Excerpts from a pointing dataset
'''

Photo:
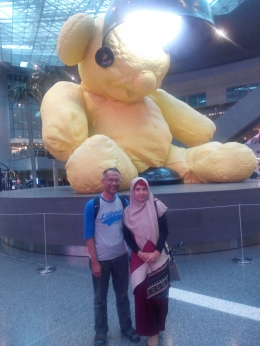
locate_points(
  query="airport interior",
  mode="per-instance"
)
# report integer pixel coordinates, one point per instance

'''
'''

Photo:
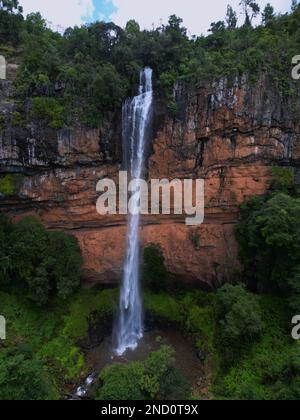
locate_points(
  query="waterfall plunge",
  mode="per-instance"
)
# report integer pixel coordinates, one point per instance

'''

Tally the lines in the entries above that contain the string "query", where case counts. Reply with the number alone.

Full solution:
2